[Image-grounded pointing data]
----

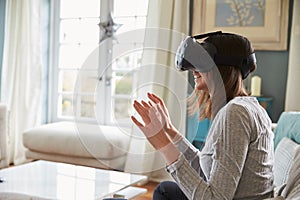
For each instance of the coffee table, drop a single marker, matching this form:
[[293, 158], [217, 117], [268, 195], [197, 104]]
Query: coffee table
[[52, 180]]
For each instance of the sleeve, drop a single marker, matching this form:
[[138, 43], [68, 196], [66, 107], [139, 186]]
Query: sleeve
[[230, 152], [191, 154]]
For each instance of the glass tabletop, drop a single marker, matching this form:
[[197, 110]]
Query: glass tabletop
[[51, 180]]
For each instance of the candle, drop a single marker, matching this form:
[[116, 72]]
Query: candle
[[255, 86]]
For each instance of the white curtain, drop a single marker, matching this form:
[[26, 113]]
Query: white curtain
[[167, 26], [22, 71], [293, 81]]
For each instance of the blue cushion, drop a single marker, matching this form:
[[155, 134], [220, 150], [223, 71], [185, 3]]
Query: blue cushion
[[288, 125]]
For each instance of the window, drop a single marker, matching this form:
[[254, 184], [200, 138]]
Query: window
[[90, 81]]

----

Every line in the data that holds "single" should be copied out.

RESULT FOR THIS TASK:
For each instance of the coffee table, drop a single marker, matching this form:
For each instance of the sleeve, drop a single marker, matching this form:
For each instance of the glass tabletop, drop a single marker, matching this form:
For each instance of the candle, drop a single marker, matching this form:
For each instance of the white curtain, drop a single marker, matching this form:
For each instance of the blue cushion, drop a single marker, matching this form:
For each instance of the window, drop a single marker, matching this form:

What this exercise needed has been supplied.